What you need to do »
Drop the pictures; give again exactly the lines from the one holding "Where can you see the striped" through the end of the data.

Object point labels
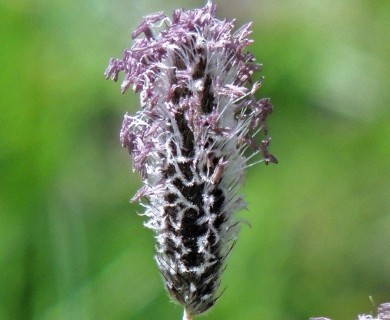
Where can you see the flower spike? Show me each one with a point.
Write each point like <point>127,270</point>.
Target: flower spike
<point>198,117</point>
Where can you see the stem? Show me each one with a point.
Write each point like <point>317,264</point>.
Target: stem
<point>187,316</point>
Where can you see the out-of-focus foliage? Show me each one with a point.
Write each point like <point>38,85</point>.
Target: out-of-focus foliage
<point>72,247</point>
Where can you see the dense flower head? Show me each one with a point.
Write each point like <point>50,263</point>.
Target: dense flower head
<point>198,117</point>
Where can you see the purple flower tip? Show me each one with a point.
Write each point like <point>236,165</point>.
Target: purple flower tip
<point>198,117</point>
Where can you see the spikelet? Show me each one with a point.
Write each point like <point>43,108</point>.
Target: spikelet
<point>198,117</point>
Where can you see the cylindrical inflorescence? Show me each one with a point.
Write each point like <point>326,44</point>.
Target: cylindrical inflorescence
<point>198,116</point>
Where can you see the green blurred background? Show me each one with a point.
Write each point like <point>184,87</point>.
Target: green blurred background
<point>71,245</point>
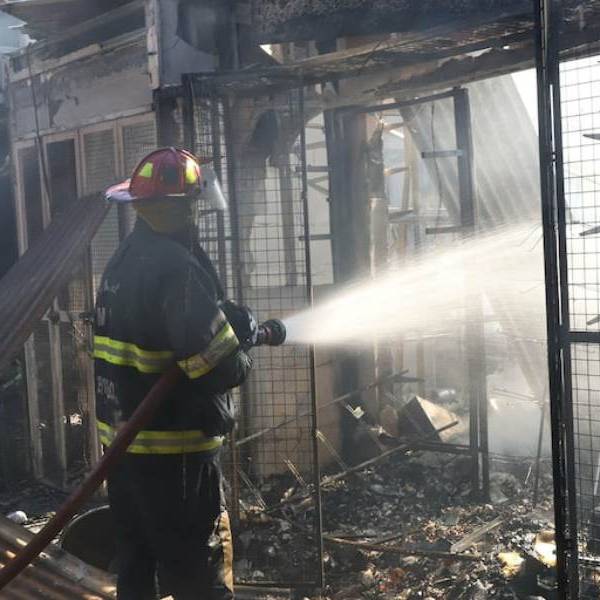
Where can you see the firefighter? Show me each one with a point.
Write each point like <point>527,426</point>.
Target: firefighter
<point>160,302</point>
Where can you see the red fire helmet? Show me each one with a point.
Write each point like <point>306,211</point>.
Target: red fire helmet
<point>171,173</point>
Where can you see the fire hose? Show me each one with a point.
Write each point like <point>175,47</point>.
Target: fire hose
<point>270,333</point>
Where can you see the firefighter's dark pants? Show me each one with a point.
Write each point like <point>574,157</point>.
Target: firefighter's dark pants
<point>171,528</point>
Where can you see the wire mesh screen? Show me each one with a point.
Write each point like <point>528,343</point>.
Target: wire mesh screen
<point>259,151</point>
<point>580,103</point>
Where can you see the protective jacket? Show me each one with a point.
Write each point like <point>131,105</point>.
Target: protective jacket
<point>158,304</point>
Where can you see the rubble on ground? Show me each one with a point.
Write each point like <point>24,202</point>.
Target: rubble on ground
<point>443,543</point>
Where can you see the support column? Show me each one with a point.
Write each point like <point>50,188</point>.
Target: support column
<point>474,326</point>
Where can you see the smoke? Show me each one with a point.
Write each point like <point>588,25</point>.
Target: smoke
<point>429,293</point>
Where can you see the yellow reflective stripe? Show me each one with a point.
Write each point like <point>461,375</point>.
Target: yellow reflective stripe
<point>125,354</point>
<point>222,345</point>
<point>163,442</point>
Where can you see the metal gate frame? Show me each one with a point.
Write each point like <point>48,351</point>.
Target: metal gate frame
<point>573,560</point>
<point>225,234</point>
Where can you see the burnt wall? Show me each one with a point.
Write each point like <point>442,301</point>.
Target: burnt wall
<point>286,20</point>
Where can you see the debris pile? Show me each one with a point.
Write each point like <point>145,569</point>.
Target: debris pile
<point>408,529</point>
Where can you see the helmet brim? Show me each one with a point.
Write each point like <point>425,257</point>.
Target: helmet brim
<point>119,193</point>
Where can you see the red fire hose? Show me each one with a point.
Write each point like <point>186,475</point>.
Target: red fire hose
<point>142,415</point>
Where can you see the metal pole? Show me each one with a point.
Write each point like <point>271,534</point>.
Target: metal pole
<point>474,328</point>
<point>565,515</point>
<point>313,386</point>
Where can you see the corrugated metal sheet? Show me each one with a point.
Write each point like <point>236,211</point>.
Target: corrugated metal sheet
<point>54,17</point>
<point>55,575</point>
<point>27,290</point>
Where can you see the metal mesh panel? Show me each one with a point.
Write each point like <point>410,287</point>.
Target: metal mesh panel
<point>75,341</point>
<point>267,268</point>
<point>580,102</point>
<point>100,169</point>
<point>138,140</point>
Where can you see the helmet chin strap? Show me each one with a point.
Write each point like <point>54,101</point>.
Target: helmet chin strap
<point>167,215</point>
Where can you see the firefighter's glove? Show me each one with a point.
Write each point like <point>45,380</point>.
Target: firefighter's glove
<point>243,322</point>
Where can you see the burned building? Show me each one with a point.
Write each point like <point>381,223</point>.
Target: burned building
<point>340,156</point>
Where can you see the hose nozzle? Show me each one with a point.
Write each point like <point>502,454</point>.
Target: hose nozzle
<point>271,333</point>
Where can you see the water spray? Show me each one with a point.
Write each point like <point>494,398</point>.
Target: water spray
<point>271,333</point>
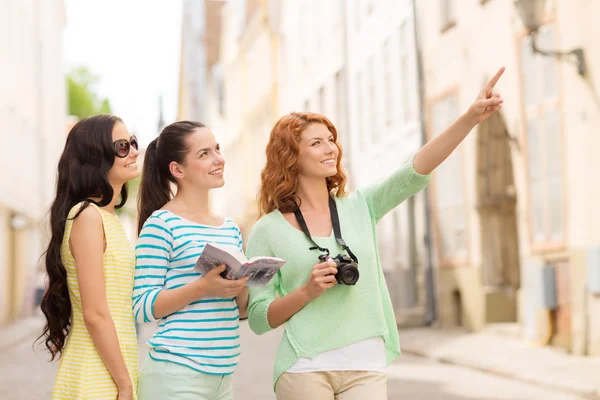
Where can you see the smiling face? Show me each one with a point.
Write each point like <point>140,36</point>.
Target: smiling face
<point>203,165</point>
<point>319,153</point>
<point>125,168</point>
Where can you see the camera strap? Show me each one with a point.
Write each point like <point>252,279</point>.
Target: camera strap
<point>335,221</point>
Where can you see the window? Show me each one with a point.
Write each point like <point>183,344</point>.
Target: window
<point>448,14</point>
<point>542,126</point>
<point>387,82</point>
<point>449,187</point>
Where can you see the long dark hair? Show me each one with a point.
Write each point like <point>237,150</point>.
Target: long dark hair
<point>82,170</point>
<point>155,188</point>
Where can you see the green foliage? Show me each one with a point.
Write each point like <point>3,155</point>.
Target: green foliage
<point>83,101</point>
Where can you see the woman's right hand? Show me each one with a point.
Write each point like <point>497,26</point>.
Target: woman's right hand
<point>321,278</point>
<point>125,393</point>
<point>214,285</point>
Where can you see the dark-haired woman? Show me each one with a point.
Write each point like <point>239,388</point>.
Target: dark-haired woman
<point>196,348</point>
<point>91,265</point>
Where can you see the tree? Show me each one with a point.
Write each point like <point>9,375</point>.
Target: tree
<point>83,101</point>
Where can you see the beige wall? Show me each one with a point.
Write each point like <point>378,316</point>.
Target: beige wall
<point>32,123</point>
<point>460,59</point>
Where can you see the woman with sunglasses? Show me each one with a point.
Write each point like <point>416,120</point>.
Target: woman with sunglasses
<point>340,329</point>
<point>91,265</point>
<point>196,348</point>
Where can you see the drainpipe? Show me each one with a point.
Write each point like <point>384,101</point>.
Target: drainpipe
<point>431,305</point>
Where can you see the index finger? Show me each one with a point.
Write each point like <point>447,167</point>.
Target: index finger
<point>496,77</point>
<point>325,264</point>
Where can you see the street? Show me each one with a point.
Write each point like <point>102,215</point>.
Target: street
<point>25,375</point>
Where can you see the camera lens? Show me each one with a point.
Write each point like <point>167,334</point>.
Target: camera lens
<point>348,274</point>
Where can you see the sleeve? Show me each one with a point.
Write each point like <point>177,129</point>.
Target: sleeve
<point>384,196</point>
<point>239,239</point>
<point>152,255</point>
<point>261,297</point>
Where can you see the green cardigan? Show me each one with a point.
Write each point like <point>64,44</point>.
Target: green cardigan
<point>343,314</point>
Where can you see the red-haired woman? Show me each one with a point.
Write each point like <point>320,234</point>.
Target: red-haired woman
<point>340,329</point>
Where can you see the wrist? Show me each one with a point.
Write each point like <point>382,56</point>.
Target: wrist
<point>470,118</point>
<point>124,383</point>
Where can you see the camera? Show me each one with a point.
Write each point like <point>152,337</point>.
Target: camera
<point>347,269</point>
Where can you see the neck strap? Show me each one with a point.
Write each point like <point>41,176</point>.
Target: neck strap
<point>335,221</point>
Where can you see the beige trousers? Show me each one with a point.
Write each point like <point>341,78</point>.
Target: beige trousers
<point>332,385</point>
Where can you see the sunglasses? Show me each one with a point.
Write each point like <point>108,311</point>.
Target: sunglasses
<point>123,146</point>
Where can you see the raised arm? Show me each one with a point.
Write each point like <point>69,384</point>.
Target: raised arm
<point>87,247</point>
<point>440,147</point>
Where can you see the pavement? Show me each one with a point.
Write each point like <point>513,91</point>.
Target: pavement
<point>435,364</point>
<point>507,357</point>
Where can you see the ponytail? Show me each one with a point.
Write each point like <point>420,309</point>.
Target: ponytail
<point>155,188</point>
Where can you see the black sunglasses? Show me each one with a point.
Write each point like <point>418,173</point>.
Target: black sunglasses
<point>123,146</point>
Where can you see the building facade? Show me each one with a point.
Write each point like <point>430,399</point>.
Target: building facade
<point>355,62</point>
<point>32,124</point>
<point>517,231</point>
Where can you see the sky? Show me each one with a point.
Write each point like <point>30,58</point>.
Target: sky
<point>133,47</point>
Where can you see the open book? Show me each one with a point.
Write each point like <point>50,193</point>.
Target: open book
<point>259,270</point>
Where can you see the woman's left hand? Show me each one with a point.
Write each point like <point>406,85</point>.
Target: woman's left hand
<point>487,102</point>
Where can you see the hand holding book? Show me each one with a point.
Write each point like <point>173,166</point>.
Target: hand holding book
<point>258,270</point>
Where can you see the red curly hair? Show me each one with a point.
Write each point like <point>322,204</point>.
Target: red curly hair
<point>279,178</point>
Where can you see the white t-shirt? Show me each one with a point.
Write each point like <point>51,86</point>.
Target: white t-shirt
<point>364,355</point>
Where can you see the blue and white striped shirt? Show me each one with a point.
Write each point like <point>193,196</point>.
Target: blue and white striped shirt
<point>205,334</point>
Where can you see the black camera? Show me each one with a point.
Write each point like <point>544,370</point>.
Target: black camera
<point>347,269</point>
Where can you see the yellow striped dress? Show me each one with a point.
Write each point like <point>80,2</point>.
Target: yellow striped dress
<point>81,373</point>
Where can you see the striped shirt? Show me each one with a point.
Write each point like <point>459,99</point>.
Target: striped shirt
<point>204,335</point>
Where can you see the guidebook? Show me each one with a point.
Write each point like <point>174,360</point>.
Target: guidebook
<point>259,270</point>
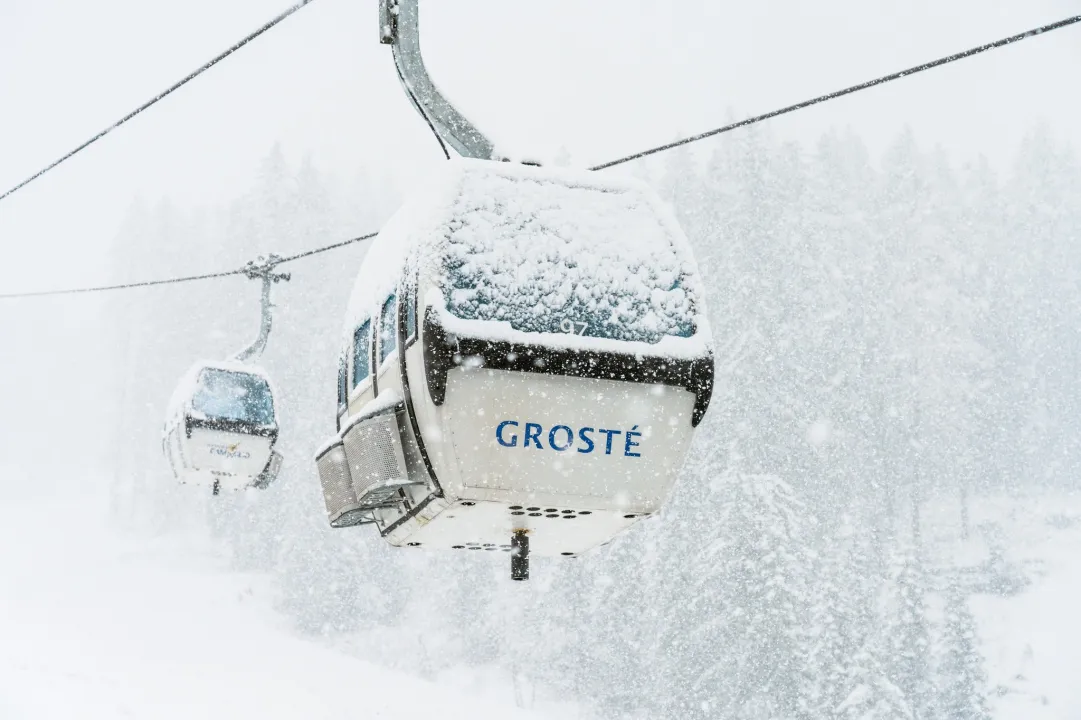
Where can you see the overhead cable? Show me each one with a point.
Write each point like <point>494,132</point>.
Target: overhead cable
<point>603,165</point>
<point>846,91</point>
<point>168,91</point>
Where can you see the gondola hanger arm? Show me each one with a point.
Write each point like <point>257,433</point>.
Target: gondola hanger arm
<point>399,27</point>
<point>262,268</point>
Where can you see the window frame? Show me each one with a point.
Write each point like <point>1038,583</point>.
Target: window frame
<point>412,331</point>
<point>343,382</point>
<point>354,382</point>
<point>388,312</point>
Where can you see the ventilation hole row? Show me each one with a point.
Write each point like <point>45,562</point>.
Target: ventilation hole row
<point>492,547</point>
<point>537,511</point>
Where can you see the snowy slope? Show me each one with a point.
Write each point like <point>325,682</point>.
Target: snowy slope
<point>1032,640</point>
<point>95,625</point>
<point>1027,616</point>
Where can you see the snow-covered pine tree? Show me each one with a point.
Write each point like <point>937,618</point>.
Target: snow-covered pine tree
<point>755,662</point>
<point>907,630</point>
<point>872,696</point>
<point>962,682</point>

Task response »
Where can you see the striped shirt? Show me each one with a point.
Write each point like <point>459,99</point>.
Target: striped shirt
<point>204,335</point>
Where can you see the guidebook? Show me each one with a point.
Write each point like <point>174,360</point>.
Target: guidebook
<point>259,270</point>
Where can you see the overhead cable? Show me each one with a point.
Write each point like <point>494,132</point>.
Target: overhead cable
<point>603,165</point>
<point>846,91</point>
<point>168,91</point>
Where can you see the gondola hanger arm? Show me each one with a point.
Write each point like <point>257,433</point>.
Target: gondola hanger arm
<point>399,27</point>
<point>262,268</point>
Where can you see the window frame? Show me each one with a point.
Write each point like <point>1038,583</point>.
Target: window frame
<point>412,331</point>
<point>343,382</point>
<point>354,382</point>
<point>388,312</point>
Where can you see the ventilation hole row? Show me each one with a point.
Write each point like <point>45,562</point>.
Target: ventilation hole row
<point>492,547</point>
<point>537,511</point>
Where can you see the snowy slope? Show me each one with a point.
Write each point like <point>325,682</point>.
Target: snowy slope
<point>1032,640</point>
<point>95,625</point>
<point>1027,616</point>
Where can you see the snow-covered pine tree? Show me each one with a point.
Write each point like <point>937,618</point>.
Target: snow-covered pine tree
<point>755,662</point>
<point>907,630</point>
<point>872,696</point>
<point>962,682</point>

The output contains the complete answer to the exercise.